• [EXERCISE PROMPT]:
Continue the text on the London School of Economics' rivalries with other universities, picking up after its last sentence.

• [READING TEXT]:
LSE’s rivalries with other universities date back to the early twentieth century, and have lived through famous academic debates with Cambridge in the 30s, “ragging” and mascot stealing in the 50s and 60s and again in the 80s, light hearted AU disputes in the 90s, and even an attack on the Three Tuns in 2002. Today, they are expressed online as insults on LSELove.
As universities entered the era of “ragging,” the LSE faced an internal debate as to whether or not to participate in such demonstrations, dominated mainly by King’s College London and University College London, who have been rivals since King’s was founded in the 1820s.
Many at the LSE disagreed with the practice of ragging, ridiculing rival universities who participated in it. In a January 1953 edition of The Beaver, a student mocked the behavior of “those who inhabit that prison-like building in the Strand, known as King’s College” parading and chanting loudly on the streets with their mascot.
In November 1962 the wooden carved beaver mascot was stolen (below) from the Porter’s Lodge by two unknown girls. At the time, there were rumors that rival schools had sent the mascot to President Eisenhower or Lord Beaverbrook in Jamaica, and the LSE students were determined to restore it to the LSE. Once again in 1983, King’s students stole the mascot from LSE.

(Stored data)
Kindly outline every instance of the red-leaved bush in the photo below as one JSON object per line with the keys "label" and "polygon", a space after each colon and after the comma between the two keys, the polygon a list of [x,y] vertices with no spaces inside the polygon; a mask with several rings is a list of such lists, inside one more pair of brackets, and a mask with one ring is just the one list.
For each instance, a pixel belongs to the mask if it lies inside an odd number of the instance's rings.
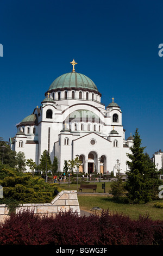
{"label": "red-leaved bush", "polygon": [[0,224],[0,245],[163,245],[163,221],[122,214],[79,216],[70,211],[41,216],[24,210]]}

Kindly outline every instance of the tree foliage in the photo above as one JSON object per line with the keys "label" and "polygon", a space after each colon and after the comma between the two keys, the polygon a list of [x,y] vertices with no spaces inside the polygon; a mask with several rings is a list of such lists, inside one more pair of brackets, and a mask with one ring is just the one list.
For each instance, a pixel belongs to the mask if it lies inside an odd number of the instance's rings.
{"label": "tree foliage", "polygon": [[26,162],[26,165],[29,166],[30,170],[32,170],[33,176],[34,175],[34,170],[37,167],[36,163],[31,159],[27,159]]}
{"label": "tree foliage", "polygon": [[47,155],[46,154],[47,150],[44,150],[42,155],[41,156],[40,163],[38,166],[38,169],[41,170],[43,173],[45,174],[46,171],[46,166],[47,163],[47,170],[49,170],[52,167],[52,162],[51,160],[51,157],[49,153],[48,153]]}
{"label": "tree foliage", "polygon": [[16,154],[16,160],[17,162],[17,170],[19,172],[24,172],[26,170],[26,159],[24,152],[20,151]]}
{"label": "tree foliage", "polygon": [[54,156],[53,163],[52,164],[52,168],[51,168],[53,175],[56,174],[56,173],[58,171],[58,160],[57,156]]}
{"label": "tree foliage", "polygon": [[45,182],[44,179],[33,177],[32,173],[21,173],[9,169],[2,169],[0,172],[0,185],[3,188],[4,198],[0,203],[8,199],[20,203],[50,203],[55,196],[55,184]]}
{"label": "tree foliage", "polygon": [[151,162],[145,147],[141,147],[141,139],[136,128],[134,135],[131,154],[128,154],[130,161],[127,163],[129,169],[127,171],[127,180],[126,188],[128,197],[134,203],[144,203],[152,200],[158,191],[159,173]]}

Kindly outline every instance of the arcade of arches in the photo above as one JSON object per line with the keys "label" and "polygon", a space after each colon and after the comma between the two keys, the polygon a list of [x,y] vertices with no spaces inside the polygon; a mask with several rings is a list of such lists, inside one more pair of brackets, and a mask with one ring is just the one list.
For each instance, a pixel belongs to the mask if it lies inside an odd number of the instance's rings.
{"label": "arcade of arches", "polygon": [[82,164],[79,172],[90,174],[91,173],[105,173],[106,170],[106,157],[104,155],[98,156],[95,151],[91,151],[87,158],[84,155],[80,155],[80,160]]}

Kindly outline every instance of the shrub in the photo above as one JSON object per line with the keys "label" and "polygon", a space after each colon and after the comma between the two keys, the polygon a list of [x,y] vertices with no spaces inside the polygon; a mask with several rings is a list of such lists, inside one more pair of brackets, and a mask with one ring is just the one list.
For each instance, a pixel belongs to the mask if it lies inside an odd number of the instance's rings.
* * *
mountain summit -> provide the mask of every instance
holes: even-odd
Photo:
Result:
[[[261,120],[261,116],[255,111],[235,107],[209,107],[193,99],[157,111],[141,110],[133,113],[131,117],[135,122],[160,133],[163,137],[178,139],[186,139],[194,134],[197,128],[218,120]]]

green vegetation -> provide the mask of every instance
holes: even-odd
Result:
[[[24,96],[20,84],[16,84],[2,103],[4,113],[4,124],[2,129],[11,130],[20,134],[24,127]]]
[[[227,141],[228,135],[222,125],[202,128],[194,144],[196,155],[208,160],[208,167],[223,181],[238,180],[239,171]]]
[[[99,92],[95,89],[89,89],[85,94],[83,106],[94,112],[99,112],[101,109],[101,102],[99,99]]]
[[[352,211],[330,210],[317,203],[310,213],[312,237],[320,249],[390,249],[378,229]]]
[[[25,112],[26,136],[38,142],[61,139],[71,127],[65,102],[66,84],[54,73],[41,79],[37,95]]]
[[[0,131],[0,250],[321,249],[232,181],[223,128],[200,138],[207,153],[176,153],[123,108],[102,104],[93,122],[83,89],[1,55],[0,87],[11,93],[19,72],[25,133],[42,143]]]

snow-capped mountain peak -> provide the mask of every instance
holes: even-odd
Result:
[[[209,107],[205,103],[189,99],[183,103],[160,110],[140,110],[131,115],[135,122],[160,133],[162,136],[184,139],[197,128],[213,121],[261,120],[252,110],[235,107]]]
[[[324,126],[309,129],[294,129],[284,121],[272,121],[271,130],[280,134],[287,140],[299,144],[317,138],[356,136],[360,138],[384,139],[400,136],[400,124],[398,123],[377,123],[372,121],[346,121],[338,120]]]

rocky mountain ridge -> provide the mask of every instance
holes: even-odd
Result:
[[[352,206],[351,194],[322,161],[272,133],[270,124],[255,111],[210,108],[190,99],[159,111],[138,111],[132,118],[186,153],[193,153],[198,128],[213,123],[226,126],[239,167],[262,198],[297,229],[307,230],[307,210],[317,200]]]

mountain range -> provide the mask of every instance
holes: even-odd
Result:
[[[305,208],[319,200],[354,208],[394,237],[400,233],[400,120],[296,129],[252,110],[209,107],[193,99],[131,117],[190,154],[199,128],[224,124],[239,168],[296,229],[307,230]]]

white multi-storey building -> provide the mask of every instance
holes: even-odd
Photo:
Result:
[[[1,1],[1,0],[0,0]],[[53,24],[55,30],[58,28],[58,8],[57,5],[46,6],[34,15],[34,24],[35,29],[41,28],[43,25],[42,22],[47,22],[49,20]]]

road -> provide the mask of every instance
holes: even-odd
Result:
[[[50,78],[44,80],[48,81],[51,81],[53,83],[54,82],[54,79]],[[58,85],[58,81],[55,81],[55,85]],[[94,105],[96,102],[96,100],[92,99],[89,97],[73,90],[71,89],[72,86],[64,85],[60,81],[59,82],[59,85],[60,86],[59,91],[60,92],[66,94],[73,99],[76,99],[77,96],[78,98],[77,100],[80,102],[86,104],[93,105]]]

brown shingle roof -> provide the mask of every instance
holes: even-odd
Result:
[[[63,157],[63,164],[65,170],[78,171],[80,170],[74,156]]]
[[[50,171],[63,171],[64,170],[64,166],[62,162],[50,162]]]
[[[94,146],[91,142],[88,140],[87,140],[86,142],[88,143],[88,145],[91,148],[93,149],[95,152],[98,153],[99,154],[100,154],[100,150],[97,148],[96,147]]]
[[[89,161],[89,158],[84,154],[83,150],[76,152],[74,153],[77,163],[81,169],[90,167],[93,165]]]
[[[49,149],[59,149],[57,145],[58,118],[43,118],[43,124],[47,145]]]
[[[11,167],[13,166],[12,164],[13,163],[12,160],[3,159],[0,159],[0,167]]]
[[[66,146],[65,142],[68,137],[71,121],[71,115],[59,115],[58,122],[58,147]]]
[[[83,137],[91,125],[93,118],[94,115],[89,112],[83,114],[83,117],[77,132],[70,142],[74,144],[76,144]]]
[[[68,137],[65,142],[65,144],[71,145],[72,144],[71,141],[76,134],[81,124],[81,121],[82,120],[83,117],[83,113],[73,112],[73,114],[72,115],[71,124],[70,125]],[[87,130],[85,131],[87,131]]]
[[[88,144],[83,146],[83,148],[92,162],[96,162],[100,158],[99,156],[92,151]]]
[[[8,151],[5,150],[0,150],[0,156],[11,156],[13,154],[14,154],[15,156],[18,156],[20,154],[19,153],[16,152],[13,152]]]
...
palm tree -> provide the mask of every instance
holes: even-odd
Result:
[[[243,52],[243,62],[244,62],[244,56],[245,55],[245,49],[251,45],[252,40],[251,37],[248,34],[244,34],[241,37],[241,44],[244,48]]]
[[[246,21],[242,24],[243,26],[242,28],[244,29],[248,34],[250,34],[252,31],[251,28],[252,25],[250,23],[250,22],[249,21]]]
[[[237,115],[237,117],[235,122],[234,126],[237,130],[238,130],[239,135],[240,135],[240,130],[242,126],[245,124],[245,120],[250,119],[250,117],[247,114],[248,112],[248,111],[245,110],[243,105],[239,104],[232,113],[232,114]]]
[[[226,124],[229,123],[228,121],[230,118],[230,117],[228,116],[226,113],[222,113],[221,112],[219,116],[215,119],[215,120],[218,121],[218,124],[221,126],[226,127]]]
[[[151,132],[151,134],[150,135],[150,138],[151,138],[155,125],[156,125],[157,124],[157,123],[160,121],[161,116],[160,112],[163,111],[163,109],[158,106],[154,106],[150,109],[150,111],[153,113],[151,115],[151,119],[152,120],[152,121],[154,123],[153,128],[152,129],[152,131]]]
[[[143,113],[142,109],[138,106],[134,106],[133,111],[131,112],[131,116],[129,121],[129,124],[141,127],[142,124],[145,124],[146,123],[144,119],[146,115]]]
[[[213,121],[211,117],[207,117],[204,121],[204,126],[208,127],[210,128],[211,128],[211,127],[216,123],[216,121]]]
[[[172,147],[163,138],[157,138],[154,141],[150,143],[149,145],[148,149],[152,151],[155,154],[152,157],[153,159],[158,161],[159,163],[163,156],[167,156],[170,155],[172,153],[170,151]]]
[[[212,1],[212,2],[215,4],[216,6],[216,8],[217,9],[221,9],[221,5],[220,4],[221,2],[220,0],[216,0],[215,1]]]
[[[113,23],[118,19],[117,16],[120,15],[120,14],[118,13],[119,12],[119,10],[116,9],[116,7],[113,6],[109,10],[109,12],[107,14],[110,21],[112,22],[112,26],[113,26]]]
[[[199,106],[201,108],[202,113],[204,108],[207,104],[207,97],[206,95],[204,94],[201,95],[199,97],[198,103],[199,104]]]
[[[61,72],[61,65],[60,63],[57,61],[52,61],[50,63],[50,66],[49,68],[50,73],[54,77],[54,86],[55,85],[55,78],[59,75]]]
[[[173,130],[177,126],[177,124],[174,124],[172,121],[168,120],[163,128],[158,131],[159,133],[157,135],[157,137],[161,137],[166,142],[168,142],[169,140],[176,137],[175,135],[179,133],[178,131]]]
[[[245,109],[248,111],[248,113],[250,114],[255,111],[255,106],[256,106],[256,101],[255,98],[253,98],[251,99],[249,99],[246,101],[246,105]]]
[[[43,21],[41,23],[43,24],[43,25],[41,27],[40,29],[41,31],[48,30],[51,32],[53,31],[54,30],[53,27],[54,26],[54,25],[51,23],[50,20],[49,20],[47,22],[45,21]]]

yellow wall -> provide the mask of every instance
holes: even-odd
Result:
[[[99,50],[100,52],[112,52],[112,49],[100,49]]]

• [EXPECTED ANSWER]:
More than 30 years later, the rivalry is reflected in headlines announcing football match results in The Beaver with King’s referred to as “Strand Polypathetic” after a 6-0 loss to the LSE’s 3rd football team in 1997. The same edition reports on the LSE’s 4th team 7-0 win and the story reads “easy victory over the fat, greasy, medical students of UCL.”
Even losses were opportunities for insulting headlines such as “LSE Fall to Imperialist Scum” published in November 1998. Wins motivated even more provocative match descriptions such as “the ritual humiliation of a hapless Imperial side, with them suffering what can only be described as DICKING of truly great proportions” published in the same year.
On February 6 2002, this light hearted AU rivalry was taken to another level when a small group of King’s students invaded the Three Tuns with eggs, flour and stink bombs and launched an attack ending in police arrests and Tuns being closed for the day.
It’s hard to imagine that not so long ago, disputes with rivals went beyond LSELove posts such as “added up the price of our takeaway and accidentally got a maths degree from King’s.”